# READING TEXT
◇ ◇ ◇ ◇

The Minister said in the previous debate that the system of government is such that we have all got to know each other better. I can guarantee that for the first six months of the outbreak of this pandemic, the words “environmental health officer” never crossed the lips of a Minister. Those 3,000-plus people are the unsung heroes of this country. They know how to check on disease control and other matters, but they were never used because they are public sector.

The Minister also said, very interestingly, that it is now superspreading events that are the problem. That puts the kibosh on the approval of the noble Baroness, Lady Harding, of the Cheltenham Festival, does it not? We need to go back and look at that: those events did cause problems. My only question about SAGE and the minutes of 21 September is not about the detail, it is why on earth, when the Prime Minister made his statement on Monday, he never referred to the fact that the SAGE minutes were going to be published. He must have known that. All he had to was mention it and simply say, “We have looked at it, but we are doing this.” That would have stopped all the rows and accusations about his judgment, but he failed to mention it, although he knew all about it.

◇ ◇ ◇ ◇

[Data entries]

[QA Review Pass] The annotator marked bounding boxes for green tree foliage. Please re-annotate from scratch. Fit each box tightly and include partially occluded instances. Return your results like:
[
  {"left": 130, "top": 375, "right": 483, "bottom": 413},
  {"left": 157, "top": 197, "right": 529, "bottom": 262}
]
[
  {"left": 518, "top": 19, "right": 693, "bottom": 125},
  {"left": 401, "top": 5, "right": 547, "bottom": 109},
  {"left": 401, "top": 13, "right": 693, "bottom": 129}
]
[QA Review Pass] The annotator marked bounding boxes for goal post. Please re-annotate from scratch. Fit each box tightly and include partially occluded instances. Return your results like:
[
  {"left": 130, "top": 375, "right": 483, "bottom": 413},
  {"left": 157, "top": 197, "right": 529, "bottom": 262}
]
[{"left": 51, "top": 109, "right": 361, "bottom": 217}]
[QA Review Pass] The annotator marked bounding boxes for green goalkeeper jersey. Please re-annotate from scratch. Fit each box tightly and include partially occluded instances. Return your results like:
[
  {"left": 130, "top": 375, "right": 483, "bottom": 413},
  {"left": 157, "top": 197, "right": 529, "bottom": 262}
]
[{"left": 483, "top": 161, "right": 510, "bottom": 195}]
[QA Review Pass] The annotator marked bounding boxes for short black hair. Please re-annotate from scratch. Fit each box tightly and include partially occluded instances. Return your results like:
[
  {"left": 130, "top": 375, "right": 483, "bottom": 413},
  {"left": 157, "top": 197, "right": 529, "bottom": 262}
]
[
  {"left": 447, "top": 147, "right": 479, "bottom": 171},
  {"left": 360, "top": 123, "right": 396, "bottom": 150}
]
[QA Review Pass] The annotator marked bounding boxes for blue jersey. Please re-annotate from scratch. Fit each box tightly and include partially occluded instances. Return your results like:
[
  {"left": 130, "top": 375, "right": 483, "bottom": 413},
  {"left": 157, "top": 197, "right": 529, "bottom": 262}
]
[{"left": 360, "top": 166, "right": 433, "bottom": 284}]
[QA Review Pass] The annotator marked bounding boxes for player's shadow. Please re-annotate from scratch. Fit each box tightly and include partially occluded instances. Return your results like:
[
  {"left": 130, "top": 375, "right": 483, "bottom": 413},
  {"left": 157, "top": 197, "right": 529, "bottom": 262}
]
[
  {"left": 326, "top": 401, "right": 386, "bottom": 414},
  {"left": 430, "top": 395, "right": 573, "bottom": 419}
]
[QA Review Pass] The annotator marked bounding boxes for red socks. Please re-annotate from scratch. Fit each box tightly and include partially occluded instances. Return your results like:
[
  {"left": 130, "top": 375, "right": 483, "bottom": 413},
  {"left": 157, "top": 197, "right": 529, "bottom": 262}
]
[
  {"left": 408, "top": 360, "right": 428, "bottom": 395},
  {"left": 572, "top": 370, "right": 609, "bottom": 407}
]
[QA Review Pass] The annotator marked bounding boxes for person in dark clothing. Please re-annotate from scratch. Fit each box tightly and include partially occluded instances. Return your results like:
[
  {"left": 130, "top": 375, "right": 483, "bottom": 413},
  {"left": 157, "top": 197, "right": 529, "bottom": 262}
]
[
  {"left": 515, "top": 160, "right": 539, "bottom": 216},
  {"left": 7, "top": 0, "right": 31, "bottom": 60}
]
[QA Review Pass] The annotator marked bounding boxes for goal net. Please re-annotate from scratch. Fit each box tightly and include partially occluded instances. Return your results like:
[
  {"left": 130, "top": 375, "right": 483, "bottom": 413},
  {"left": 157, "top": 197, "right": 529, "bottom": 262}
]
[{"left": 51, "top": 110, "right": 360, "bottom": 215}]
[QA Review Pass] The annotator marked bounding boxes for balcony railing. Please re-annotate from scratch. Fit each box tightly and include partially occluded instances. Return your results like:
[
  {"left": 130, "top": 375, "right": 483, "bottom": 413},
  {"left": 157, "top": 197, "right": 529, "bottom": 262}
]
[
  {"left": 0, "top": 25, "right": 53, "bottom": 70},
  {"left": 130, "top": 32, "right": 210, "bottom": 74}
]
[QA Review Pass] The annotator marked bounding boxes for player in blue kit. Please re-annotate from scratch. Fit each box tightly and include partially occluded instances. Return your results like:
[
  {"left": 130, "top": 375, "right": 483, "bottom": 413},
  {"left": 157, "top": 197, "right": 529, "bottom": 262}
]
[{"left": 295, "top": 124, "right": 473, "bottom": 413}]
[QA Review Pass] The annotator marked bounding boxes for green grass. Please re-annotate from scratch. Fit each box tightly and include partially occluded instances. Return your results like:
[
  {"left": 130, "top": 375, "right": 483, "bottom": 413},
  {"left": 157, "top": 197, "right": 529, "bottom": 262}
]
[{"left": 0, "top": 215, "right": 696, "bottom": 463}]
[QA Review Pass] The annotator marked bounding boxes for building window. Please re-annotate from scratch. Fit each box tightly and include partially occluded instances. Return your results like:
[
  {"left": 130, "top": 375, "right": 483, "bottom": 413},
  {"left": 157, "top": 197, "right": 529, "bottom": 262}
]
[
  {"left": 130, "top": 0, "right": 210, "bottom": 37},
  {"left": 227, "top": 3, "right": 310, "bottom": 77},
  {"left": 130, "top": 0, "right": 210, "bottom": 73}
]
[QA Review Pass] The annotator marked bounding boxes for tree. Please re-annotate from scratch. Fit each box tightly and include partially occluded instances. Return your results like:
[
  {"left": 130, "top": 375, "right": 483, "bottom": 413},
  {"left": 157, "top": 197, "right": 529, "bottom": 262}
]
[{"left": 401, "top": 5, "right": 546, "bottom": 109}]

◇ ◇ ◇ ◇

# ASSIGNMENT
Reproduce the passage of the pandemic debate text from "The Minister said" up to and including "are public sector.".

# ANSWER SPACE
The Minister said in the previous debate that the system of government is such that we have all got to know each other better. I can guarantee that for the first six months of the outbreak of this pandemic, the words “environmental health officer” never crossed the lips of a Minister. Those 3,000-plus people are the unsung heroes of this country. They know how to check on disease control and other matters, but they were never used because they are public sector.